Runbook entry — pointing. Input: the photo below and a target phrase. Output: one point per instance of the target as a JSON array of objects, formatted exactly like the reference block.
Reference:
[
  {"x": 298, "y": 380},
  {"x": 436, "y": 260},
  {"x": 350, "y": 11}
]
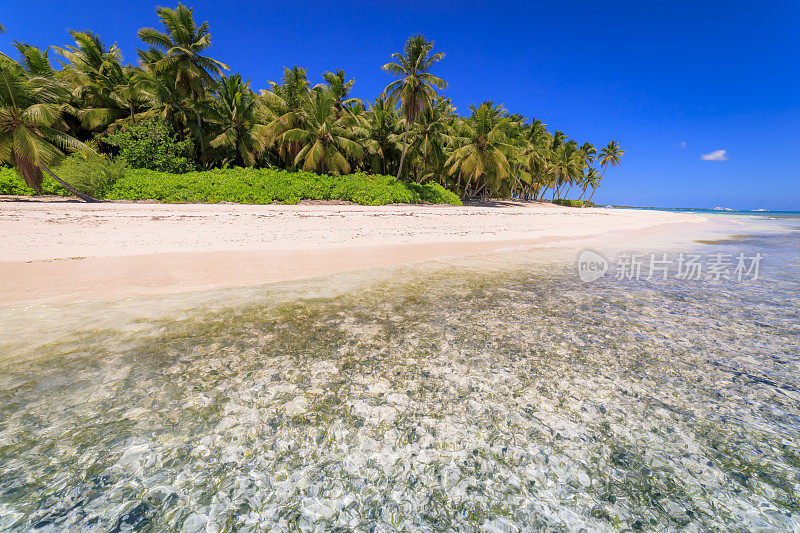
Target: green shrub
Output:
[
  {"x": 573, "y": 203},
  {"x": 151, "y": 144},
  {"x": 239, "y": 185},
  {"x": 265, "y": 186},
  {"x": 12, "y": 183},
  {"x": 93, "y": 174}
]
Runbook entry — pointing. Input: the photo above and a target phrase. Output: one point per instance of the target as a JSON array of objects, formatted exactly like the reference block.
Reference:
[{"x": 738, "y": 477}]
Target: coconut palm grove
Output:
[{"x": 179, "y": 126}]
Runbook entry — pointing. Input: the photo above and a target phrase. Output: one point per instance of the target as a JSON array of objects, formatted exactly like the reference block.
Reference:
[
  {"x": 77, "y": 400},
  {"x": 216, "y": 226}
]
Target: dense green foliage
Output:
[
  {"x": 241, "y": 185},
  {"x": 152, "y": 145},
  {"x": 573, "y": 203},
  {"x": 178, "y": 111}
]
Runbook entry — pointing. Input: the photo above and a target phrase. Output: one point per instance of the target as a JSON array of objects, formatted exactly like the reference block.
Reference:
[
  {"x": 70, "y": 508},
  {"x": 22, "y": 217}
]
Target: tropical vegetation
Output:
[{"x": 180, "y": 117}]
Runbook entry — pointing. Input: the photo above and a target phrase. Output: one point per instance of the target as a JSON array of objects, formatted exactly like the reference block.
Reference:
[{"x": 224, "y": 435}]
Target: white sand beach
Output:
[{"x": 60, "y": 250}]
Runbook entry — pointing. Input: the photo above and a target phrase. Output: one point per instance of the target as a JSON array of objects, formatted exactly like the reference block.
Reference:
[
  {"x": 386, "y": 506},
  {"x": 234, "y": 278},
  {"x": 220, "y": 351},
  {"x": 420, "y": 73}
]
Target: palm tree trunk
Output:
[
  {"x": 403, "y": 155},
  {"x": 590, "y": 196},
  {"x": 84, "y": 197},
  {"x": 200, "y": 137}
]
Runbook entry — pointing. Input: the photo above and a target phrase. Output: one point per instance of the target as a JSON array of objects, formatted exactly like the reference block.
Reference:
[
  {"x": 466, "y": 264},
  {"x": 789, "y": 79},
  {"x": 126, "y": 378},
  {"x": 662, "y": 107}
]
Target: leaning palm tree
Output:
[
  {"x": 30, "y": 140},
  {"x": 484, "y": 149},
  {"x": 431, "y": 136},
  {"x": 415, "y": 89},
  {"x": 326, "y": 138},
  {"x": 183, "y": 45},
  {"x": 592, "y": 180}
]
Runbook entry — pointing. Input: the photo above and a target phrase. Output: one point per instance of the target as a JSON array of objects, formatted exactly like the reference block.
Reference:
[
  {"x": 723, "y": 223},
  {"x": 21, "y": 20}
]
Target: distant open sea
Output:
[{"x": 491, "y": 393}]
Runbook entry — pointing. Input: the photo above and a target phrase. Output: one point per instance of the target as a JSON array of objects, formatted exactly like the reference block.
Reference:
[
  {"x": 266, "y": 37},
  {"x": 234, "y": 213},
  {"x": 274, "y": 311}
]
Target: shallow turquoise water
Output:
[{"x": 496, "y": 393}]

What you should do: Do not copy the pictures, but repeat every line exactly.

Exercise solution:
Runbook entry — pointing. Input: the photo below and a target phrase. Output: one point per instance of the target as a JSON array of objects, formatted exactly like the reference block.
Reference:
[
  {"x": 298, "y": 380},
  {"x": 436, "y": 260},
  {"x": 350, "y": 11}
]
Target: green shrub
Output:
[
  {"x": 573, "y": 203},
  {"x": 151, "y": 144},
  {"x": 239, "y": 185},
  {"x": 265, "y": 186},
  {"x": 12, "y": 183},
  {"x": 93, "y": 174}
]
Runbook entry — pointing. Input: the photo above and a target phrase. Output: one point per instance of the target as a JSON array of objects, formatted exactly like the reference block.
Reference:
[{"x": 738, "y": 477}]
Target: coconut palm grove
Output:
[{"x": 179, "y": 126}]
Runbook entry — pointing. Input: the photo above and a target phrase. Output: one point per instance of the target as a JSON array of objects, formatted exactly like the reference block.
Reference:
[
  {"x": 77, "y": 400},
  {"x": 216, "y": 226}
]
Target: dense green foliage
Output:
[
  {"x": 241, "y": 185},
  {"x": 152, "y": 145},
  {"x": 573, "y": 203},
  {"x": 178, "y": 111}
]
Runbook entry — pointing. Input: the photo above and a target phrase. Output: one point per instance of the target as a JSON array of objects, formatted exactly like the reference block.
Reference:
[
  {"x": 70, "y": 508},
  {"x": 22, "y": 217}
]
Target: tropical vegetation
Output:
[{"x": 180, "y": 117}]
Runbook entry — pointing. Input: the photo above and a target phrase. Output: one point per instance of the target as a JSON array of objects, formatted exactly like the reference block.
Reference:
[{"x": 224, "y": 435}]
Target: white sand beach
Output:
[{"x": 60, "y": 250}]
Runbook entry — pointing. Input: the photo above and a target phrase. Output: one point per instance of the target as a JSON array of objects, formatted exactly like the reference block.
Reference:
[
  {"x": 386, "y": 506},
  {"x": 234, "y": 278},
  {"x": 220, "y": 351},
  {"x": 420, "y": 73}
]
Target: palm tree trunk
Output:
[
  {"x": 403, "y": 155},
  {"x": 590, "y": 196},
  {"x": 84, "y": 197},
  {"x": 200, "y": 137}
]
Runbook entry — pointing. Input: the photo above and a target phrase. Output: one point per instance of the target as a JSON array of objects, formatted exactly like the reference block.
Reference:
[
  {"x": 466, "y": 264},
  {"x": 789, "y": 79},
  {"x": 126, "y": 378},
  {"x": 662, "y": 107}
]
Target: leaning palm tree
Output:
[
  {"x": 30, "y": 140},
  {"x": 484, "y": 149},
  {"x": 431, "y": 136},
  {"x": 415, "y": 89},
  {"x": 326, "y": 138},
  {"x": 183, "y": 45},
  {"x": 592, "y": 180}
]
Runbook entry — pointing. Input: the photo above and a target phrase. Output: one point per instance of the target as a JSON array of objects, formatted exactly like the reference block.
Reference:
[
  {"x": 723, "y": 223},
  {"x": 21, "y": 20}
]
Target: distant open sea
Output:
[{"x": 491, "y": 393}]
Runbook entry — pointing. Input: the photo above and a target phrase. Output: one point per instance of the target as a JSON array of objects, formatted exactly like the reference block.
Reference:
[
  {"x": 266, "y": 37},
  {"x": 234, "y": 213},
  {"x": 274, "y": 311}
]
Target: shallow turquoise water
Output:
[{"x": 496, "y": 393}]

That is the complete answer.